» **What you are asked to do**: Copy exactly, and only, the lines from the one containing "Tag the small red" through the last line of the records below.
### Records supplied
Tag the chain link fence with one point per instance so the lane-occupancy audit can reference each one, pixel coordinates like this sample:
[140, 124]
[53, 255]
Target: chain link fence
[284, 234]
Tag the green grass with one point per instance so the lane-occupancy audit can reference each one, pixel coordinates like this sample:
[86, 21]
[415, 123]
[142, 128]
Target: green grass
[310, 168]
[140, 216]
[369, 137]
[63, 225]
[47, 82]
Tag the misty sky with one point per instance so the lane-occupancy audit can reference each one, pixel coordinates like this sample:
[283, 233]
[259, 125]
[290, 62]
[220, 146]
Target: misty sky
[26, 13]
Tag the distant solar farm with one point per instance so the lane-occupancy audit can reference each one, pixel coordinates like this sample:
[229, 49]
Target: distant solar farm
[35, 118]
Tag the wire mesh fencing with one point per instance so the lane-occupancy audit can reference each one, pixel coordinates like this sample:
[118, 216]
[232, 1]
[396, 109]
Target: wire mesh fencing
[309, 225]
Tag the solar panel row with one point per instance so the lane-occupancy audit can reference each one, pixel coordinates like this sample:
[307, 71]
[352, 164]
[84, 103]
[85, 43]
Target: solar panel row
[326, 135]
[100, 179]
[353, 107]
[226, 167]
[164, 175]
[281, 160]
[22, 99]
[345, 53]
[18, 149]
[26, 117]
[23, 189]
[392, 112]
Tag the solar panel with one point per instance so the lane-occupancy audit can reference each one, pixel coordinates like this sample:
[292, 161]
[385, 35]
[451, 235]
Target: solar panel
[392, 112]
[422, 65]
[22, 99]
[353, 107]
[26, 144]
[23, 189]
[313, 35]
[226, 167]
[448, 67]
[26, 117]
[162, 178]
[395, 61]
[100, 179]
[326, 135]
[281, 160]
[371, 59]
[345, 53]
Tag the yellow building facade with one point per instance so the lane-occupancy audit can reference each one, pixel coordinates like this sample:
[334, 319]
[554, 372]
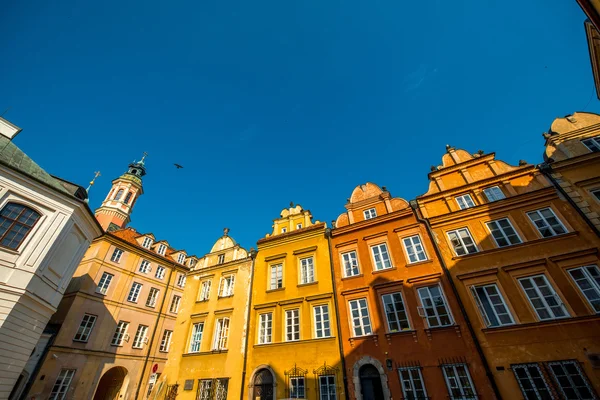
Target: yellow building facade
[293, 349]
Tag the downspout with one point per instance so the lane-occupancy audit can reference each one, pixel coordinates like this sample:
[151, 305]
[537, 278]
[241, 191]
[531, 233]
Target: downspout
[151, 342]
[546, 170]
[253, 255]
[463, 311]
[337, 314]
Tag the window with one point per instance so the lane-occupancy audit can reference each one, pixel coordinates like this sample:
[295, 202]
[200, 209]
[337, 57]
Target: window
[174, 308]
[458, 382]
[152, 297]
[322, 326]
[265, 328]
[140, 337]
[543, 298]
[593, 144]
[370, 213]
[361, 323]
[276, 276]
[532, 382]
[503, 232]
[85, 328]
[196, 337]
[464, 201]
[165, 342]
[462, 242]
[226, 286]
[395, 312]
[350, 262]
[588, 280]
[120, 333]
[494, 193]
[134, 293]
[491, 305]
[327, 389]
[16, 221]
[570, 380]
[221, 334]
[307, 270]
[205, 291]
[381, 257]
[59, 390]
[414, 249]
[434, 306]
[145, 267]
[104, 283]
[412, 383]
[116, 257]
[546, 222]
[292, 325]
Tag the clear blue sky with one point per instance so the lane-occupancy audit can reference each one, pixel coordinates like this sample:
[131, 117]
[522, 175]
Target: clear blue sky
[267, 102]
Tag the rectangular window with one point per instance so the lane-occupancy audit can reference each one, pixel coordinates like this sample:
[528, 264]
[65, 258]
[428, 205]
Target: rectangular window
[265, 328]
[140, 337]
[226, 286]
[395, 312]
[414, 249]
[205, 290]
[152, 297]
[196, 337]
[503, 232]
[165, 342]
[307, 270]
[458, 381]
[361, 322]
[104, 283]
[116, 257]
[381, 257]
[588, 280]
[370, 213]
[61, 385]
[434, 306]
[120, 333]
[491, 305]
[221, 334]
[322, 325]
[412, 383]
[134, 293]
[276, 276]
[532, 382]
[494, 193]
[292, 325]
[464, 201]
[546, 222]
[174, 308]
[462, 242]
[85, 328]
[350, 262]
[543, 298]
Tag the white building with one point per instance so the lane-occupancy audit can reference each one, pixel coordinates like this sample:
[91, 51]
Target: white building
[45, 228]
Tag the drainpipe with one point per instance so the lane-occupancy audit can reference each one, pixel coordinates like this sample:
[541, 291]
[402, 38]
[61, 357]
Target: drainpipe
[546, 170]
[151, 342]
[486, 366]
[337, 313]
[253, 255]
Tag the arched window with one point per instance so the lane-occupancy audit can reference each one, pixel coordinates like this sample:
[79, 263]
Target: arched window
[16, 221]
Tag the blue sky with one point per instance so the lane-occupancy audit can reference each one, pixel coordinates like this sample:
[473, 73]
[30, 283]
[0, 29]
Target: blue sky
[269, 102]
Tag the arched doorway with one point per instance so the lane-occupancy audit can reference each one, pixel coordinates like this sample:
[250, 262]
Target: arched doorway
[370, 383]
[263, 385]
[112, 384]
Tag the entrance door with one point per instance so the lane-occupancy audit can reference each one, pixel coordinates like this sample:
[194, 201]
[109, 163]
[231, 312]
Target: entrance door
[263, 385]
[370, 383]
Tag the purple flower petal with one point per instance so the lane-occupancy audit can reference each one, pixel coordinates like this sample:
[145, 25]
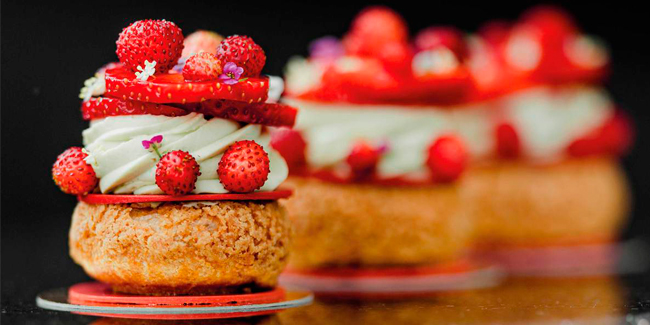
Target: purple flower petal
[230, 81]
[157, 138]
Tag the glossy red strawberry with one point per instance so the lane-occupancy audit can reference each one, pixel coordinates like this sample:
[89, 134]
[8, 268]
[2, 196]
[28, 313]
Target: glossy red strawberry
[201, 41]
[270, 114]
[202, 66]
[244, 167]
[372, 29]
[508, 143]
[72, 174]
[291, 146]
[363, 158]
[449, 37]
[244, 52]
[177, 172]
[447, 158]
[172, 88]
[150, 40]
[101, 107]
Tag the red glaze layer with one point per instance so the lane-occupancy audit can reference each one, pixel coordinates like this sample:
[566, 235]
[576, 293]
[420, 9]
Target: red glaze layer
[130, 198]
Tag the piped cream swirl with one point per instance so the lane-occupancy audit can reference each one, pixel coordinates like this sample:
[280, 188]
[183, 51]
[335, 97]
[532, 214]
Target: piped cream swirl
[123, 166]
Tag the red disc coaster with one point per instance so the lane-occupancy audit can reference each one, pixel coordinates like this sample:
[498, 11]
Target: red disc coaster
[130, 198]
[96, 293]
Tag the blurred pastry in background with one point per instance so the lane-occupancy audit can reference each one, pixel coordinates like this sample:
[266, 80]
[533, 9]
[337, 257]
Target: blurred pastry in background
[373, 159]
[548, 173]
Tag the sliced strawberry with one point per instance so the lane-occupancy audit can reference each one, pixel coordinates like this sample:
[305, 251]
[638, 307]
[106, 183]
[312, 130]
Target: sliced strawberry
[130, 198]
[270, 114]
[614, 137]
[103, 106]
[172, 88]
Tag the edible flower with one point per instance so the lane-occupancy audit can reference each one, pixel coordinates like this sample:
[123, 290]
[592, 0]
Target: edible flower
[146, 72]
[153, 144]
[231, 73]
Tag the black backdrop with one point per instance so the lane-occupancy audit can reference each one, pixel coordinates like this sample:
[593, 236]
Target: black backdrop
[48, 50]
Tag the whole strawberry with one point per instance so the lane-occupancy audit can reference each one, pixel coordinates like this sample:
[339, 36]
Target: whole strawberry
[244, 52]
[373, 29]
[201, 40]
[363, 158]
[203, 66]
[244, 167]
[151, 40]
[72, 174]
[447, 158]
[176, 173]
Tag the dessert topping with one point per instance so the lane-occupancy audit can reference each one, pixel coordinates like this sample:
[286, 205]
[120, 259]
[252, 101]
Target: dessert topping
[244, 167]
[72, 173]
[101, 107]
[508, 143]
[172, 88]
[176, 172]
[203, 66]
[447, 158]
[150, 40]
[201, 41]
[244, 53]
[363, 159]
[270, 114]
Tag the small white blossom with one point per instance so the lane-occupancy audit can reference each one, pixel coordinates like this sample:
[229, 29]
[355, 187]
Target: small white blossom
[148, 71]
[93, 86]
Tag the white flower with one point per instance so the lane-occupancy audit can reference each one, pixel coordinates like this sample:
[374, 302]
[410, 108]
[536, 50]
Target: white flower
[93, 86]
[148, 71]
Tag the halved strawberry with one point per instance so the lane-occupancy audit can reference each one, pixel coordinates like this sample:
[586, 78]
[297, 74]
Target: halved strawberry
[271, 114]
[101, 107]
[172, 88]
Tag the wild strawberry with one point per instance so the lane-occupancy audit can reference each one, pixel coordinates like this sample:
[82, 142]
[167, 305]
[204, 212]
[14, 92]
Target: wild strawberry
[363, 158]
[435, 37]
[151, 40]
[447, 158]
[176, 173]
[72, 174]
[244, 52]
[201, 41]
[372, 29]
[203, 66]
[244, 167]
[291, 146]
[508, 144]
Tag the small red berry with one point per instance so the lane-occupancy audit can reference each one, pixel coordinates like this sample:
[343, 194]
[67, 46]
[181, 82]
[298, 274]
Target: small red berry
######
» **Written solution**:
Tag the small red berry with one point per instance so the lane-occupancy audit can reference each one, pixel coordinates like this sample:
[343, 194]
[67, 46]
[181, 82]
[298, 274]
Target: small red berry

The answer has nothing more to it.